**Contour labeling items**:

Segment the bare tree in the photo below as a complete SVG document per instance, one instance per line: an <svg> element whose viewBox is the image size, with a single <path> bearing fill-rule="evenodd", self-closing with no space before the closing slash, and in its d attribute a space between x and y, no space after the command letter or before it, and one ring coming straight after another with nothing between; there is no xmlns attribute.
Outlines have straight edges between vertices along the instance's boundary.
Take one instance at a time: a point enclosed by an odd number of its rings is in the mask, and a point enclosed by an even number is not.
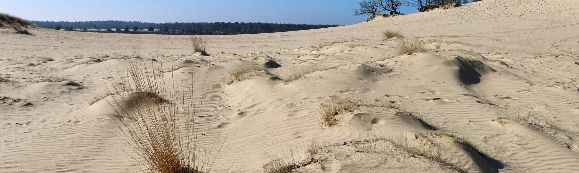
<svg viewBox="0 0 579 173"><path fill-rule="evenodd" d="M390 14L400 14L398 12L399 7L402 6L409 6L412 3L406 0L379 0L380 6L383 9L390 12Z"/></svg>
<svg viewBox="0 0 579 173"><path fill-rule="evenodd" d="M460 0L433 0L432 3L438 6L441 6L447 3L452 3L453 2L460 3Z"/></svg>
<svg viewBox="0 0 579 173"><path fill-rule="evenodd" d="M431 5L433 3L433 1L434 0L411 0L411 2L413 2L413 6L416 6L420 9L421 7Z"/></svg>
<svg viewBox="0 0 579 173"><path fill-rule="evenodd" d="M383 0L364 0L358 5L360 5L360 8L354 9L354 15L358 16L364 14L371 15L376 14L379 12L384 11L382 9L380 1Z"/></svg>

**DIRECTION**: Tally the lines in the rows above that contain the string "mask", and give only the number.

**THE SOLUTION**: 1